[Job]
Write out everything from the start of the entries down to the line containing "[0,207,86,334]", both ends included. Keep each line as it is, except add -65 to every bounding box coordinate.

[Data supplied]
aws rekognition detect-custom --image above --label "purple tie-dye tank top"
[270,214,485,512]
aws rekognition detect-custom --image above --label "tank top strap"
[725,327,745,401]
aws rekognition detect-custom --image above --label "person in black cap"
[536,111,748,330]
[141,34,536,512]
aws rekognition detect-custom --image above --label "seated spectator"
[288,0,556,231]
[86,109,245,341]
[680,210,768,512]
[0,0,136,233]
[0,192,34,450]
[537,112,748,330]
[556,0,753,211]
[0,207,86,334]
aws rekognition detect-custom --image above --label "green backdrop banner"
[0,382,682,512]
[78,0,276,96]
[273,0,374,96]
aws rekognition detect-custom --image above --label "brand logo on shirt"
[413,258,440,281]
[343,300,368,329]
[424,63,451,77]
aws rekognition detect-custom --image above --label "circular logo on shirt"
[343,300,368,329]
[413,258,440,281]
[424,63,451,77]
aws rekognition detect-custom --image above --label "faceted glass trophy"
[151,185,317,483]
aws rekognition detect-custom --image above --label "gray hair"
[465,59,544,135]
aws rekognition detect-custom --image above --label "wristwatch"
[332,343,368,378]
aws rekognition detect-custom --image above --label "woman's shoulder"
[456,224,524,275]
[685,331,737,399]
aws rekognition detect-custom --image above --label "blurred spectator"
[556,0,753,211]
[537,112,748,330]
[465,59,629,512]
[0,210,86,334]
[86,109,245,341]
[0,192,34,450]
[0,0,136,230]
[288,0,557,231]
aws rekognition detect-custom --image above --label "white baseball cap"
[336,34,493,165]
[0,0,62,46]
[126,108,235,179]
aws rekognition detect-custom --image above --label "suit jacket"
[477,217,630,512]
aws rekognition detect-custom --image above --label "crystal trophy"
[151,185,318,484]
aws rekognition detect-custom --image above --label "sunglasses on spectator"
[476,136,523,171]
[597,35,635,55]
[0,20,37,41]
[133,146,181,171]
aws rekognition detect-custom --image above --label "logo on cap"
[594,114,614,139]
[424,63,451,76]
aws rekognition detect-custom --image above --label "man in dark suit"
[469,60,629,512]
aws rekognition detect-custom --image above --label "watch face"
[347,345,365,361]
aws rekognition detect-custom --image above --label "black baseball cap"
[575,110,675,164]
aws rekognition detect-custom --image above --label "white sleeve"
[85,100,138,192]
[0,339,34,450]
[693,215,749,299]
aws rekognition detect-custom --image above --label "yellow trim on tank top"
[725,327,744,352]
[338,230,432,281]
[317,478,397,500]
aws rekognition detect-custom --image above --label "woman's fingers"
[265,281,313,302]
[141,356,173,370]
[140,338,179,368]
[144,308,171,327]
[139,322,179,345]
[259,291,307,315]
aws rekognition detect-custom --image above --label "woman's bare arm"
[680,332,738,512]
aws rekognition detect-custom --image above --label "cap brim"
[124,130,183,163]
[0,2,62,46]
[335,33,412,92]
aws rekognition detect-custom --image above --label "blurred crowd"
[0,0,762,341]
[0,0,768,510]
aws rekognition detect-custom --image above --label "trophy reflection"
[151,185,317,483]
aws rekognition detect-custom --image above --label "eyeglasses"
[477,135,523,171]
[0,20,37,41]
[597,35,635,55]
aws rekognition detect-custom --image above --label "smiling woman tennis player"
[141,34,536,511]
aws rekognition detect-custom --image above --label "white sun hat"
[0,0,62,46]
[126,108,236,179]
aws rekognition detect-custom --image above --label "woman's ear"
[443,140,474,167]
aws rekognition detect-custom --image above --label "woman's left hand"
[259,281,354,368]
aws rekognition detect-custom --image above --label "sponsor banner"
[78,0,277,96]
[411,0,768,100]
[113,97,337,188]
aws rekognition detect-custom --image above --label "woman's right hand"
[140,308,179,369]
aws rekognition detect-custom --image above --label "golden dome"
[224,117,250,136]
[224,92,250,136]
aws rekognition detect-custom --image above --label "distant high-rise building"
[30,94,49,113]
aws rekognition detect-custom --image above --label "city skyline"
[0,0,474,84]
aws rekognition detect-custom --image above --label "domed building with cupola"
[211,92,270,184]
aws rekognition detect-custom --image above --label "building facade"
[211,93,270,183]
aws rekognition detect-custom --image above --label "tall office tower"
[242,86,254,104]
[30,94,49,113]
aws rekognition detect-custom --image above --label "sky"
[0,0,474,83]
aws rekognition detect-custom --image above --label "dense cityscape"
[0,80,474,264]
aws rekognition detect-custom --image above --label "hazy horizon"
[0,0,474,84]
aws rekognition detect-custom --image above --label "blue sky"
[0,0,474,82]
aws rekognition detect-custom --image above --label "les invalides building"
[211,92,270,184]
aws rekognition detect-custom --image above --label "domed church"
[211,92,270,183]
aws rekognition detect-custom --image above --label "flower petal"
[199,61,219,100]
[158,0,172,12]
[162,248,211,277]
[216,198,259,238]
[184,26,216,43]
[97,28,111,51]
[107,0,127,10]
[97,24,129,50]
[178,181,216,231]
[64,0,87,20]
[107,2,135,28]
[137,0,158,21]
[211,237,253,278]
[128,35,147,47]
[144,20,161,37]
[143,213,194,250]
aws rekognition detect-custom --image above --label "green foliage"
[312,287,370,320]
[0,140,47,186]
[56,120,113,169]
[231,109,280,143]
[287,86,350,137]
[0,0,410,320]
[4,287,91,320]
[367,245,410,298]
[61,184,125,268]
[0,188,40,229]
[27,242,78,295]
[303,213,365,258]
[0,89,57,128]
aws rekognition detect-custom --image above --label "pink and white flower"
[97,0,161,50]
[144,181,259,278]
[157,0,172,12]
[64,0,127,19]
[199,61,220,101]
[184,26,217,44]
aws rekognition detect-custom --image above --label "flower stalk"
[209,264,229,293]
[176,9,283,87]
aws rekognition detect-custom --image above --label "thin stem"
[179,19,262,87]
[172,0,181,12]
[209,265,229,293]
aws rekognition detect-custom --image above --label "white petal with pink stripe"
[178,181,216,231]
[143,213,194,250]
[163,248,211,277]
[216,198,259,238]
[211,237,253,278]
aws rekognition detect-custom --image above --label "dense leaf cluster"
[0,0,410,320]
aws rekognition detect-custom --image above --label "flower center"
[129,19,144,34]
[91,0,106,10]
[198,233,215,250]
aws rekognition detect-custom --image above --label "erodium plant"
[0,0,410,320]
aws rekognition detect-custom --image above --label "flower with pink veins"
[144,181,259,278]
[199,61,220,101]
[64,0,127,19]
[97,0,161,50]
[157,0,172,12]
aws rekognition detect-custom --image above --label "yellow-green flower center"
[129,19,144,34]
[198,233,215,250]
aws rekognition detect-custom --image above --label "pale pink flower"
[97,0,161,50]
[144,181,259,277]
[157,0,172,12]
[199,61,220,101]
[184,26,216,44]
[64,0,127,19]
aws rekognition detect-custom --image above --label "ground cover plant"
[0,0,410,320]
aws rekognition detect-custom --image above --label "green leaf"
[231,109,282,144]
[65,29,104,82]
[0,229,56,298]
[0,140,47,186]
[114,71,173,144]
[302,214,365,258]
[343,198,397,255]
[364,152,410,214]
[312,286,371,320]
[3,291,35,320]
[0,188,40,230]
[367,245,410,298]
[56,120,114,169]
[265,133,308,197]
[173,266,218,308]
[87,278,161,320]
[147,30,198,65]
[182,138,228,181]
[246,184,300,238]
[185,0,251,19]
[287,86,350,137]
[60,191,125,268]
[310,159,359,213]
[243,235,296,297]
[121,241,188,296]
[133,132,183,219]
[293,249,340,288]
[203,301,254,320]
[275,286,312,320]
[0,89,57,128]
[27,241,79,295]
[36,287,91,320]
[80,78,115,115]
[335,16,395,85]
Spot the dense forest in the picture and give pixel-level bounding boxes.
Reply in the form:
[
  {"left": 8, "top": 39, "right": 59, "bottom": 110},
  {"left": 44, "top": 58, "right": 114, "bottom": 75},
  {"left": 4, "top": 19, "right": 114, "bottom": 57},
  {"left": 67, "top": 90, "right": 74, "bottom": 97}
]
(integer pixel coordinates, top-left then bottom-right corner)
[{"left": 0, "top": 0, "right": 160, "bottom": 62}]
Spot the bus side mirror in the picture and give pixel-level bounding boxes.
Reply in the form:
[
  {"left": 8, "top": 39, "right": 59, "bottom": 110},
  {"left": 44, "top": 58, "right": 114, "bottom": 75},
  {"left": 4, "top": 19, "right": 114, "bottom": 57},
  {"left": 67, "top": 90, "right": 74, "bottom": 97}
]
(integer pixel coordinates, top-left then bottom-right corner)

[Solution to the exercise]
aws rekognition detect-custom --image above --label "purple tie-dye tank top"
[205,149,420,447]
aws rekognition detect-custom --image above --label "tank top strap"
[660,262,680,336]
aws rekognition detect-custom --image above --label "person in black cap"
[471,46,683,265]
[76,-31,471,447]
aws rekognition detect-custom --image above --label "seated spectator"
[223,-65,491,166]
[21,44,180,276]
[615,145,703,447]
[-65,-65,71,168]
[-65,127,-31,385]
[472,47,683,265]
[491,-65,688,146]
[-65,142,21,269]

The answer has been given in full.